[Data supplied]
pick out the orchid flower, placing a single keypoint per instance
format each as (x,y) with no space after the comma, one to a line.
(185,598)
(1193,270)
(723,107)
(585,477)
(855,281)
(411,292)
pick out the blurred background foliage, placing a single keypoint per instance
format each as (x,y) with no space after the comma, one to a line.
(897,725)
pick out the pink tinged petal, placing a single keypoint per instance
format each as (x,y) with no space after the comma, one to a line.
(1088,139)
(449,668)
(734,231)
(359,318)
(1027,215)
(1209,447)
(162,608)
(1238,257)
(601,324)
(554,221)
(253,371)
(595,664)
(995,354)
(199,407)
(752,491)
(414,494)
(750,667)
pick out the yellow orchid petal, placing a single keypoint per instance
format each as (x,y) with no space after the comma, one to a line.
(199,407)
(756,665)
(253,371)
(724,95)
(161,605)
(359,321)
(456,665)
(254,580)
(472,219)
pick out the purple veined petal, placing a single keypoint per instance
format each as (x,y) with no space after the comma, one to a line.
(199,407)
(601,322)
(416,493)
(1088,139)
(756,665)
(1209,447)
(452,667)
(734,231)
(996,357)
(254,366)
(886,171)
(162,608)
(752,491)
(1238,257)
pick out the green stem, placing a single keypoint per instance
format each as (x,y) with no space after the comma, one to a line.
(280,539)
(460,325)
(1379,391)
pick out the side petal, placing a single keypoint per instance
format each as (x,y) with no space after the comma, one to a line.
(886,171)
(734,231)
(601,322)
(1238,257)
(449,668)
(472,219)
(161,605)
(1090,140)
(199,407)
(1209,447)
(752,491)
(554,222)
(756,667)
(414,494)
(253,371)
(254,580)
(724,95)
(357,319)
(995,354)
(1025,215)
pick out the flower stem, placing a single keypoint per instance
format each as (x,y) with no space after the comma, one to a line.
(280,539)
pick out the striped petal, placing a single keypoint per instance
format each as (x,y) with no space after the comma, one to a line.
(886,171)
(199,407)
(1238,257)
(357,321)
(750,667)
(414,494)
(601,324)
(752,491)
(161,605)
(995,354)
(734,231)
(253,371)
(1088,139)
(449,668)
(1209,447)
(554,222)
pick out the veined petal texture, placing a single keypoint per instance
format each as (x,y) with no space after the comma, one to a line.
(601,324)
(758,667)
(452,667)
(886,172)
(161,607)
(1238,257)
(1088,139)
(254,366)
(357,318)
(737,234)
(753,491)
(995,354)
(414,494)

[Problem requirements] All of the entries above need to be reproduced exactly.

[Output for this exercise]
pick out the orchid flower, placing a single keypoint per instance
format each as (x,y) with no space after the comma, one to a line.
(185,598)
(1193,270)
(723,107)
(585,477)
(855,281)
(411,292)
pick out the blurred background foliage, placing a single keypoint per instance
format each as (x,y) with no space after the comma, one to a line.
(897,725)
pick out the pink tinged petal, placing a single keypoint per instance
format each as (x,y) with no space after the comma, one to a line.
(1088,139)
(449,668)
(734,231)
(359,318)
(1027,215)
(1209,447)
(162,608)
(1238,257)
(601,324)
(554,221)
(253,371)
(595,664)
(995,354)
(199,407)
(752,491)
(414,494)
(750,667)
pick out the yellow orchid petal, placing a single keypoint per instance
format each as (x,y) with no space after the comma, one to a line.
(199,407)
(756,665)
(253,371)
(724,95)
(161,605)
(359,321)
(456,665)
(254,580)
(472,219)
pick out the purple veined petal, placing a single keypoint per instance
format each as (x,y) with no space after the comma, one to a line.
(199,407)
(601,322)
(416,493)
(1088,139)
(756,665)
(1209,447)
(452,667)
(734,231)
(996,357)
(254,366)
(886,171)
(162,608)
(752,491)
(1238,257)
pick out the green stem, placing a single keypoint per instance
format each as (x,y) with no space after the comma, one to a line.
(280,539)
(460,325)
(1379,391)
pick out the side petal, placing a single keypoint per instance
format each as (x,y) with no space after the comma, one to a line.
(886,171)
(734,231)
(601,322)
(1238,257)
(449,668)
(472,219)
(161,605)
(1090,140)
(199,407)
(1209,447)
(752,491)
(554,222)
(756,667)
(414,494)
(253,371)
(254,580)
(724,95)
(357,319)
(995,354)
(1025,215)
pick out the flower stem, placing a single keypoint per instance
format each as (x,y) with no space after the comma, one to a line.
(280,539)
pick out the striped petal, placing a single keypoint per instance
format each as (x,y) with no space after the comma, one to a line.
(886,171)
(199,407)
(1238,257)
(357,321)
(750,667)
(414,494)
(601,324)
(752,491)
(161,605)
(995,354)
(734,231)
(253,371)
(1088,139)
(449,668)
(1209,447)
(554,222)
pick out the veined petal texture, placing a single keypoint per instance
format each as (x,y) with no space after the comma, one to a line.
(601,324)
(758,667)
(452,667)
(886,172)
(161,607)
(1238,257)
(1088,139)
(254,366)
(357,318)
(737,234)
(753,491)
(995,354)
(414,494)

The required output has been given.